_Selected excerpt_:

This Week in Native American News (10/16/2020): Recovering, fighting, and educating

October 16, 2020


How Alaskan Yup’ik People Are Reviving the Culture Lost to the 1919 Flu

Yup'ik dancers at a dance festival at Toksook Bay in 1996. JAMES BARKER

IT WASN’T SO LONG AGO that Yup’ik culture, in Alaska’s subarctic Bristol Bay, revolved around dance. There were dances of greeting, dance festivals, dances that went all along the river and into communities. These days, many, if not all, of these dances have been lost to cultural memory. “We don’t do that anymore,” says Arnaq Esther Ilutsik, the director for Yup’ik Studies for the Southwest Region Schools in Dillingham, Alaska. “It’s no longer practiced, because of the big flu epidemic.”

“The big flu really devastated a lot of different cultural traditions and practices,” she says.

Vera Spein at her fish camp near the Yup’ik village of Kwethluk, hanging subsistence-caught king salmon to dry. photographed around 2004, this process goes back thousands of years. COPYRIGHT 2020 CLARK JAMES MISHLER

“They used to have a really strong kinship system. I grew up in a traditional home, but we didn’t really have any relatives around to reinforce different ideas and values.” When speaking to her father, a reindeer herder, she would be expected to pass questions on through her mother, even if he was sitting right there—a practice that’s long since been abandoned. “My parents, especially my mother, would always excuse me for my accent, because I didn’t know that proper way, the etiquette, the way to honor different parts of the family.”

Now, as a teacher of Yup’ik Studies, Ilutsik works to educate Native youth about traditional Yup’ik ways and language, in addition to instructing new Alaskan teachers on the region’s culture and history. “I’ve had no training in language preservation or how to build a program or that kind of thing, so it’s all new to me,” she says. High school students in the area can learn Yup’ik to replace foreign language credits, in addition to taking subsistence classes to learn about traditional foodways.

But it’s a challenge, especially when it comes to getting distracted teenagers to engage with their cultural heritage. Ilutsik has tried to look beyond teaching numbers and colors, and to the sharing and maintaining of the storytelling that has long been a critical part of Yup’ik culture. Here, the accounts relayed by elders are especially useful, as they paint a vivid picture of what once was. “We’re trying to put the pieces of the puzzle together,” she says.

Read the Full Story and History Here


To Combat COVID, A College Embraces Navajo Principle of Kinship

(Fort Lewis College/YouTube )

Fort Lewis College senior Ally Gee watched as COVID-19 devastated the Navajo Nation and took the lives of two loved ones.

The overwhelming impact the coronavirus is having on her life prompted her to share with her school in Durango the Diné, or Navajo, concept of K’é, meaning kinship. The philosophy, which Gee said is sacred to the Navajo Nation, is guiding the southwest Colorado college’s response to staying safe during the pandemic.

_Data shown_:
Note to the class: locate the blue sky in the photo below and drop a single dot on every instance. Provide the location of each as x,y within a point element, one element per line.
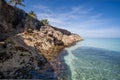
<point>88,18</point>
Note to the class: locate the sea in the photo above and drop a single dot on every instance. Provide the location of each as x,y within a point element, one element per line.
<point>94,59</point>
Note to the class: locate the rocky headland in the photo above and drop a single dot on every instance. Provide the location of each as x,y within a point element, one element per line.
<point>28,48</point>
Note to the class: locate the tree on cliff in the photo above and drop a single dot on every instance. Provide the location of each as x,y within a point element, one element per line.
<point>17,2</point>
<point>32,14</point>
<point>45,22</point>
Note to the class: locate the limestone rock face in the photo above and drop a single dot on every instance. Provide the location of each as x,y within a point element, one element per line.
<point>27,47</point>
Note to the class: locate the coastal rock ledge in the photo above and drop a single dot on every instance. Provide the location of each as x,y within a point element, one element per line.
<point>27,46</point>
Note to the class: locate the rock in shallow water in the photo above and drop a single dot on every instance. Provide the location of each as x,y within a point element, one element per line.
<point>27,46</point>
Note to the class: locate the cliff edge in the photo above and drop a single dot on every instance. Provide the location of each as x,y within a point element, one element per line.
<point>27,45</point>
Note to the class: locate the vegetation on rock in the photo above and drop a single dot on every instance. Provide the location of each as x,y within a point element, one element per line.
<point>45,22</point>
<point>32,14</point>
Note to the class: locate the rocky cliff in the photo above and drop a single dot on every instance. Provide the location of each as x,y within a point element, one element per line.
<point>27,46</point>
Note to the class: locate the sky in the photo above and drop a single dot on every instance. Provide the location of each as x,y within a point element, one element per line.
<point>88,18</point>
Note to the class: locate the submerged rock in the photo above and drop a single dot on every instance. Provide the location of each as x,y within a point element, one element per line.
<point>27,47</point>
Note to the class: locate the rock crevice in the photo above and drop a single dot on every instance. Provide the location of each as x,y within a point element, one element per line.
<point>27,46</point>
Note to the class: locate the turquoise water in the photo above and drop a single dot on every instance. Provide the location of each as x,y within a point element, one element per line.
<point>94,59</point>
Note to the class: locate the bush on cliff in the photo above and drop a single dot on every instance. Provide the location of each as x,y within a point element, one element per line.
<point>45,22</point>
<point>17,2</point>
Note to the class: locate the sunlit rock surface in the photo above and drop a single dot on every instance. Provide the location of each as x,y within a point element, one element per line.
<point>27,47</point>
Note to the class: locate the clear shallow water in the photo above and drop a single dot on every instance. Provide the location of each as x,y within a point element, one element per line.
<point>94,59</point>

_How to complete this task_: Continue the Native American news roundup from its last sentence, carrying on the story about Fort Lewis College and the Navajo principle of kinship.

_Answer box_:
The school crafted a campaign around the concept that employed social media to promote togetherness and a YouTube video of Gee speaking to students. She cast the best practices in pandemic prevention —  wearing masks, keeping a safe social distance, and thinking through their actions to keep others safe — as behaving responsibly to the community.

Read the Full Story Here


Xbox marks the spot: New game helps put Southeast Alaska arts and culture on the map

Game makers work with artists, nonprofit to portray local souteastern Alaskan culture.

The request was so unusual that Jeff Skaflestad was nearly certain it was a misunderstanding.

Would Skaflestad, a Hoonah-based, Norwegian-Tlingit artist, be interested in creating artwork to be used in a video game?

“When they first asked me the question, I had to make sure they knew I don’t do Western-style art,” Skaflestad said in a phone interview. “I didn’t understand how formline art could appear in video games. I thought, in the first moment, ‘I think they got the wrong guy here.’”

However, incorporating art and culture not often seen in video games into the narrative adventure game “Tell Me Why” is exactly why Skaflestad; his partner, Lisa Andersson; Hoonah-based artist Gordon Greenwald; and Huna Heritage Foundation Executive Director Amelia Wilson among others were tapped to contribute to and consult on the project.

“Tell Me Why” is an episodic video game published by Xbox Game Studios and developed by the Paris-based Dontnod Entertainment. It is set in the fictional Southeast Alaska village Delos Crossing. And while the setting isn’t real, Tlingit culture and art factors heavily into the game as it unspools the tangled memories of long-separated siblings across multiple chapters.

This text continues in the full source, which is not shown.